** BEGIN Data listing **

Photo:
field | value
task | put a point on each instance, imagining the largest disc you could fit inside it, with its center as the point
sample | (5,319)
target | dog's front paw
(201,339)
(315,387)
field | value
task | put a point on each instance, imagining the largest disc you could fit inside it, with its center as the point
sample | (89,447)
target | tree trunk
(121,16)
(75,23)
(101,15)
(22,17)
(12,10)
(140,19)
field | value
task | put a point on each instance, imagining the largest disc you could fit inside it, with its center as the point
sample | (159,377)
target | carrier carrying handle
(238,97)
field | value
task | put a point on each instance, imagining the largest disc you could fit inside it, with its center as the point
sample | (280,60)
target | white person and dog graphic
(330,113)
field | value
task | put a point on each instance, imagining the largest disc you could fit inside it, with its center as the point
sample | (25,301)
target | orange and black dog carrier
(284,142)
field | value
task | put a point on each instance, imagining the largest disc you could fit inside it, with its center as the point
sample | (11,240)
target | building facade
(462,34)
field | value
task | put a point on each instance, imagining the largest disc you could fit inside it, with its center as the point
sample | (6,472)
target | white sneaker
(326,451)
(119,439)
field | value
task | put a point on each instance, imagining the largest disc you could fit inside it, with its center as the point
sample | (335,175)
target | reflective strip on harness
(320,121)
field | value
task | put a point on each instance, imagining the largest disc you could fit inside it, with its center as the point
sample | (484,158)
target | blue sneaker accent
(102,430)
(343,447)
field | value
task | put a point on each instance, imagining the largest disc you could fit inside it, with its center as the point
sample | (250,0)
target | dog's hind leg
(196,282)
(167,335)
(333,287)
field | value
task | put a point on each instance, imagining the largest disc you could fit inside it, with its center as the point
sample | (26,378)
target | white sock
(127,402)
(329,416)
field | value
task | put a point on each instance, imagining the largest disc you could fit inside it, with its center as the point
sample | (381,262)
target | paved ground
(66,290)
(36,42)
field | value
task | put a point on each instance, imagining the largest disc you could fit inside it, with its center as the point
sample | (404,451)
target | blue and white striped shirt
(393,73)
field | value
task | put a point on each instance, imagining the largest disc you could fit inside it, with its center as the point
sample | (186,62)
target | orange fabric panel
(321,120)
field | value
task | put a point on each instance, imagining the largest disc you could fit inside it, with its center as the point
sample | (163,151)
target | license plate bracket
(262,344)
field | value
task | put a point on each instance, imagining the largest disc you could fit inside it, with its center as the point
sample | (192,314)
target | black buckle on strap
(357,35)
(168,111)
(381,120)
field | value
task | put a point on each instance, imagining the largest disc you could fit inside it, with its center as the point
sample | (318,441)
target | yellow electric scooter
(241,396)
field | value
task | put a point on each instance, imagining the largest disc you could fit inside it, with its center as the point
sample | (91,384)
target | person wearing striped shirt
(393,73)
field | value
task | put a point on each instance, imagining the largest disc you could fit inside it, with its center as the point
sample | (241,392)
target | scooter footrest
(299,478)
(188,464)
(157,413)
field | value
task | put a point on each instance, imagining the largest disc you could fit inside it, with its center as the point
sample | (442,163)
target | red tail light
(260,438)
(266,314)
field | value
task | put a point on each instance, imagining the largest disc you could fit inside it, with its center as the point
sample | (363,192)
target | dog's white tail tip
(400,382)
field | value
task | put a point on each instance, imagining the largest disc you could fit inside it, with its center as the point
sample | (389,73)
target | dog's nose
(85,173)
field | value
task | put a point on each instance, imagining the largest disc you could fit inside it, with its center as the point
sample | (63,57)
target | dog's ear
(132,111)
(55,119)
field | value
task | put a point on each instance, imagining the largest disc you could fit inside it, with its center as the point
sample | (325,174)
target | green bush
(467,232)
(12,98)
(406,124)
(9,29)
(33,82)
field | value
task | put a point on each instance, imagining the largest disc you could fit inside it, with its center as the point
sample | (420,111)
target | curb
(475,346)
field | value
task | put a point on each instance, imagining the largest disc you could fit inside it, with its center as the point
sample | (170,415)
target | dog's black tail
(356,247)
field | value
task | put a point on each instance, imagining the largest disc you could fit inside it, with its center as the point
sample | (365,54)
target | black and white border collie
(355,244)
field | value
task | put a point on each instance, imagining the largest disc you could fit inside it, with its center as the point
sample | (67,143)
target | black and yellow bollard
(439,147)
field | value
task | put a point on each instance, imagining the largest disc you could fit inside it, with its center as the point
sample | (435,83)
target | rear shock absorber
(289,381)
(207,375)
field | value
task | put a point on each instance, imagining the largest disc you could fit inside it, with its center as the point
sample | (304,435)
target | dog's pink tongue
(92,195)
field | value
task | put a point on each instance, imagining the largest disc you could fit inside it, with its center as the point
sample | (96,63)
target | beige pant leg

** END Data listing **

Challenge:
Repeat every entry word for word.

Answer:
Photo:
field | value
task | put a point on each instance, imagining the largest disc you could fit inside it, with its center as the point
sample | (5,319)
target | dog's front paw
(201,339)
(315,387)
field | value
task | put a point on each instance, imagining the largest disc you could fit inside it, with its center as the point
sample | (89,447)
target | tree trunk
(121,16)
(75,23)
(101,15)
(22,17)
(12,10)
(140,19)
field | value
task | put a point on each instance, imagining the largest disc you could fit inside it, with its center as the point
sample | (159,377)
target | carrier carrying handle
(238,97)
field | value
task | put a point on each instance, imagining the largest disc you could fit inside it, with its center as the point
sample | (280,60)
target | white person and dog graphic
(330,113)
field | value
task | put a point on each instance, imagining the largest disc you could fit inside it, with its center as the point
sample | (25,301)
target | orange and black dog carrier
(284,142)
field | value
task | put a point on each instance, imagining the largest disc you could fit inside it, with its center as the point
sample | (11,240)
target | building facade
(462,34)
field | value
task | put a point on each instance, imagining the largest disc you could fit inside it, with its center as the point
sample | (6,472)
target | white sneaker
(326,451)
(119,439)
field | value
task | put a point on each instance, imagining the largest disc you could fit inside it, with its center as the point
sample | (335,175)
target | reflective strip on harness
(320,121)
field | value
task | put a point on each instance, imagining the largest disc you could fit inside it, with its center as the point
sample | (484,158)
target | blue sneaker accent
(102,430)
(343,447)
field | value
task | put a point on each instance, imagining the largest disc you could fit inside it, with its center as the point
sample | (250,0)
target | dog's hind leg
(196,282)
(167,335)
(333,287)
field | value
task | put a point on each instance, imagining the largest disc you could fit inside it, with its center as the point
sample | (26,378)
target | white sock
(127,402)
(329,416)
field | value
task | put a point on each instance, imagining the largest disc you could fit inside it, with its center as the point
sample | (381,262)
target | paved ground
(66,290)
(36,42)
field | value
task | put a point on each instance, imagining the largest disc you could fit inside it, with its center as the point
sample | (404,451)
target | blue and white striped shirt
(393,73)
field | value
task | put a point on each instance, imagining the largest disc you could fit inside it, with its center as the point
sample | (186,62)
target | orange fabric panel
(321,120)
field | value
task | put a point on each instance, imagining the largest disc you could fit inside it, with its center as the point
sample | (163,151)
target | license plate bracket
(262,344)
field | value
task | put a point on each instance, imagining the largest disc you could fit inside it, with its center as the point
sample | (192,314)
target | black buckle on strap
(357,35)
(168,111)
(381,120)
field | value
task | put a point on each instance, imagining the largest disc you could fit inside it, with its center as the point
sample | (318,441)
target | yellow electric scooter
(241,396)
field | value
task | put a point on each instance, imagining the largest disc you could fit inside it, with its center as the point
sample | (91,384)
target | person wearing striped shirt
(393,73)
field | value
task | put a point on each instance, imagining the largest disc you could fit inside it, with its center as the point
sample | (241,392)
target | scooter footrest
(299,478)
(188,464)
(157,413)
field | value
task | put a point on each instance, imagining the largest disc you could fit inside it, with its center as the point
sample | (442,163)
target | red tail light
(260,438)
(266,314)
field | value
task | put a point on each instance, imagining the largest disc you could fit inside it, with its center as the point
sample | (363,192)
target | dog's white tail tip
(400,382)
field | value
task | put a point on each instance, imagining the largest disc you could fit inside it, with its center as the point
sample | (389,73)
target | dog's nose
(85,173)
field | value
task | put a point on each instance, imagining the largest disc you could fit inside it, with its center as the point
sample | (63,57)
target | dog's ear
(132,111)
(55,119)
field | value
task | put a point on each instance, imagining the largest disc you could fit inside it, with its center as the point
sample | (325,174)
target | green bush
(467,232)
(12,98)
(406,124)
(9,29)
(33,82)
field | value
task | put a point on each instance, imagining the largest disc you could fit inside it, with its center as the point
sample | (420,111)
target | curb
(475,346)
field | value
task | put a point on each instance, imagining the largest disc you could fit inside it, with its center as the point
sample | (170,415)
target | dog's black tail
(356,247)
field | value
task | put a point on each instance, imagining the largest disc you could fit inside it, with its center as the point
sample | (365,54)
target | black and white border collie
(355,244)
field | value
task | put a point on each instance, imagining the largest disc you could fit inside it, with its center as the point
sample | (67,143)
target | black and yellow bollard
(439,147)
field | value
task | put a point on each instance, imagining the largest disc you could fit inside it, with its center as the point
sample | (435,83)
target | rear shock absorber
(289,381)
(207,375)
field | value
task | put a point on each instance, imagining the largest disc you could fit inside it, with its center as the point
sample | (304,435)
target | dog's pink tongue
(92,195)
field | value
task | put a point on each instance, imagining the largest disc you could fit inside it, with its center as the point
sample | (96,63)
target | beige pant leg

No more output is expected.